Data records
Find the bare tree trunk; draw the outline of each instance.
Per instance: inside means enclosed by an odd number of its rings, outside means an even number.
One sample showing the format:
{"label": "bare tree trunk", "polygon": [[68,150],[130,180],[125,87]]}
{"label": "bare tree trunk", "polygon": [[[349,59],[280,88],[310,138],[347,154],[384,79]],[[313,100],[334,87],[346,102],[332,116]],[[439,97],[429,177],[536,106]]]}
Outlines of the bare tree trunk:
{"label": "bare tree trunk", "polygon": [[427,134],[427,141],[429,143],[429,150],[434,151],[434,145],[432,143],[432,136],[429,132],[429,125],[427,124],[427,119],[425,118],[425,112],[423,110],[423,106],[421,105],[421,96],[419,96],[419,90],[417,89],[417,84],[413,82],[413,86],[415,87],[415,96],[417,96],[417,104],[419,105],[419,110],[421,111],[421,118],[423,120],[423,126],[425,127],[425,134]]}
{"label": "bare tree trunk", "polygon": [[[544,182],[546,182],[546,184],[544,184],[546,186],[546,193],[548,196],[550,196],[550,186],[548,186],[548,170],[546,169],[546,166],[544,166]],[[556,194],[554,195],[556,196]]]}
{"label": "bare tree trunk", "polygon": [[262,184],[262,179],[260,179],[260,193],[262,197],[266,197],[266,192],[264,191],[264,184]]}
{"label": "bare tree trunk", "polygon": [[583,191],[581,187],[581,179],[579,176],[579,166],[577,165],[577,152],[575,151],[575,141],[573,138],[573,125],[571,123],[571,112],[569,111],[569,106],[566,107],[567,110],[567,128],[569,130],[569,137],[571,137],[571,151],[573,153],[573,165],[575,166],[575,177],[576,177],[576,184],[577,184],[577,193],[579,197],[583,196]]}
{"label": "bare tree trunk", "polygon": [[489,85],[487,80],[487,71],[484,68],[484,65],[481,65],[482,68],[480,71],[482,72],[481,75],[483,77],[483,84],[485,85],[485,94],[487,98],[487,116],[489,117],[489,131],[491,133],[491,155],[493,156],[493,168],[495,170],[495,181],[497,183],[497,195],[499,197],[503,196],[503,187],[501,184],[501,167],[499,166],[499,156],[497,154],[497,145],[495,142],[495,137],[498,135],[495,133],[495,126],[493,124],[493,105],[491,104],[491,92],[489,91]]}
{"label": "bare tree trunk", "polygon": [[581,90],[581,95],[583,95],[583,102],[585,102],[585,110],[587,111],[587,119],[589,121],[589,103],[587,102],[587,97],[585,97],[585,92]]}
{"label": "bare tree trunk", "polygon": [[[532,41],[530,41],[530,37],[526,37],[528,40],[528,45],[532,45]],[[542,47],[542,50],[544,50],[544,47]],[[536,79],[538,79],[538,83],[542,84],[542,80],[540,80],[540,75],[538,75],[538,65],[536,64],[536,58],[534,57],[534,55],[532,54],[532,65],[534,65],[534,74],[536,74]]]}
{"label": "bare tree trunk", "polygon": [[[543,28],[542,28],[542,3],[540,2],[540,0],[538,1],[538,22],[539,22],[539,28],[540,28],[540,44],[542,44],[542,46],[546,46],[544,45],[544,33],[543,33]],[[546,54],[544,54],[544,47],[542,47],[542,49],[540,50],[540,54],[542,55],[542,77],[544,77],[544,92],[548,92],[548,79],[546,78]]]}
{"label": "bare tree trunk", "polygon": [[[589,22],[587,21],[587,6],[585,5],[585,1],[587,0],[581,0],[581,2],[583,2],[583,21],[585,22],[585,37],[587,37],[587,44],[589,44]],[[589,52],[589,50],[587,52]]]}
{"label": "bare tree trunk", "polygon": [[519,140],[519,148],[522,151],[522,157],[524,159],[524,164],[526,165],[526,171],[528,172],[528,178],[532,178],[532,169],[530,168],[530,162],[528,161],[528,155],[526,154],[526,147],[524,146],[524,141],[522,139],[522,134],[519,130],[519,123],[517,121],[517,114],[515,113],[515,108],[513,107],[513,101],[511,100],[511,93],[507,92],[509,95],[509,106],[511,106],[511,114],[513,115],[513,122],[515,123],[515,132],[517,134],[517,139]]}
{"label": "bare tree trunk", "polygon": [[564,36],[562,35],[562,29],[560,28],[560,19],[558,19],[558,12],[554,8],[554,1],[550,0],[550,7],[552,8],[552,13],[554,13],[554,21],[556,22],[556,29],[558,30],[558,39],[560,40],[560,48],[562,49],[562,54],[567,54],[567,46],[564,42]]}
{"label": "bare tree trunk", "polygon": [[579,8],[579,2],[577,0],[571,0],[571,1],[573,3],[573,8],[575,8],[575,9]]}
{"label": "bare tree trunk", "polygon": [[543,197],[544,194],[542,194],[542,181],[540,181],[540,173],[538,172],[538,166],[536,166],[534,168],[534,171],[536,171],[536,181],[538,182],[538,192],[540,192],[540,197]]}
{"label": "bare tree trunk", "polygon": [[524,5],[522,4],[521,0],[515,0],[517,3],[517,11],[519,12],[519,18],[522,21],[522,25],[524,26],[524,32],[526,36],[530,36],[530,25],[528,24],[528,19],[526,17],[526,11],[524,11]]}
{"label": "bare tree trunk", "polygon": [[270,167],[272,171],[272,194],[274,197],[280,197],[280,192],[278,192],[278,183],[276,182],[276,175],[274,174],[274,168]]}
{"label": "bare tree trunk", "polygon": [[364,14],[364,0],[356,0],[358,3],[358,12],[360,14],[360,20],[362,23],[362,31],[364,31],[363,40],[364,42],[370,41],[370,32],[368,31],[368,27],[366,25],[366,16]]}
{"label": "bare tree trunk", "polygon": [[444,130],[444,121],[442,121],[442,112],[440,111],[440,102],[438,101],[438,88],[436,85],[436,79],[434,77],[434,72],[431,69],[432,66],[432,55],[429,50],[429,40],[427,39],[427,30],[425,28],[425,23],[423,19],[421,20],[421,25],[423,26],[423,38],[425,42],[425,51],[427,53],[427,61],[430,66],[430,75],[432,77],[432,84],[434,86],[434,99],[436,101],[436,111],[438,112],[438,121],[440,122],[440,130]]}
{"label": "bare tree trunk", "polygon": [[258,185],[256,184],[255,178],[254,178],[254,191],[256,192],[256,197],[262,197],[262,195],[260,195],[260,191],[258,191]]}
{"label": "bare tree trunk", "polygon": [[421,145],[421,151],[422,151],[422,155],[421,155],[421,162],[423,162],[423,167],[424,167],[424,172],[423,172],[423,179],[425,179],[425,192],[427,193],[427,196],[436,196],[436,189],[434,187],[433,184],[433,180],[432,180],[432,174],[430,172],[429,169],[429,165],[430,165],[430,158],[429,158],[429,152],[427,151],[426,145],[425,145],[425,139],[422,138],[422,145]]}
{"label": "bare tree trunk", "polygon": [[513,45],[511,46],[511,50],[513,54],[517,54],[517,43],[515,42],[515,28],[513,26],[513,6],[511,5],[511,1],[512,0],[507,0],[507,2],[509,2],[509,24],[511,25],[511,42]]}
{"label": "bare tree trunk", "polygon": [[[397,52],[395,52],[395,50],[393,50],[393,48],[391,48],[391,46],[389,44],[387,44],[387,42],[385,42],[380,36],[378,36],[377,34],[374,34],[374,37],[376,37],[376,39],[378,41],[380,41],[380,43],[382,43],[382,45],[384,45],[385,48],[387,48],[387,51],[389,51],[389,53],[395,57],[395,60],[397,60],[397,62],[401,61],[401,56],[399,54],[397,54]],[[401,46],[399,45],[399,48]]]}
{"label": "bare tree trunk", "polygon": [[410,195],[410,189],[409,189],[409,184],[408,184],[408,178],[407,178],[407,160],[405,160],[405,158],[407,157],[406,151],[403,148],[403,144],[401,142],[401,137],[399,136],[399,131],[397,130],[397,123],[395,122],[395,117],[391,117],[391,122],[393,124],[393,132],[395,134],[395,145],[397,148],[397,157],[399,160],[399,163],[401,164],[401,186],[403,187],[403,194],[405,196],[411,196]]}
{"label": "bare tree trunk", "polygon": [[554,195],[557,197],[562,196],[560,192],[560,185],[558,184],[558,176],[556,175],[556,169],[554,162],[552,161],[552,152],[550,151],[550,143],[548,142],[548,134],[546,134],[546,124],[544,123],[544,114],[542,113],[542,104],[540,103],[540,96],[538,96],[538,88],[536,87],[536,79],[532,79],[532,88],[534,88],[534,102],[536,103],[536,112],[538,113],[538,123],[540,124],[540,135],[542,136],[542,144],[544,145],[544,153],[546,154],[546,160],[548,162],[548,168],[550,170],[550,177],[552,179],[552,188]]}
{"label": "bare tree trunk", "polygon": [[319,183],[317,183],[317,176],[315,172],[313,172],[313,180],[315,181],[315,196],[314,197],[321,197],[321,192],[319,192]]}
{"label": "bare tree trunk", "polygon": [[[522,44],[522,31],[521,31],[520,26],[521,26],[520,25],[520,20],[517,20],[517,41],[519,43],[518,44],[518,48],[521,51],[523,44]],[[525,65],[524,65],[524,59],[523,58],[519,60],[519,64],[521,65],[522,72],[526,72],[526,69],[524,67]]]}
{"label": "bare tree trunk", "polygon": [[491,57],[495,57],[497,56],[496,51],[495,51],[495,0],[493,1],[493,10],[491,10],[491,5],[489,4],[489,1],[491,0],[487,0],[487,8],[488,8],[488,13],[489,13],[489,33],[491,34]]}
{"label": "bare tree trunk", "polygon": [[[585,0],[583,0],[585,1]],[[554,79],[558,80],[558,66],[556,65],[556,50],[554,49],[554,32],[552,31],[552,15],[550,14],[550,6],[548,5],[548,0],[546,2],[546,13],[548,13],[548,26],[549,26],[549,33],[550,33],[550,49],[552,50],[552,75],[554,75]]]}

> **Your assignment**
Which lines above hold the string "instance"? Copy every one of them.

> **Solution to this problem**
Find the bare tree trunk; draw the outline of each instance.
Per instance: inside means enclosed by an odd number of its rings, outside means an even number.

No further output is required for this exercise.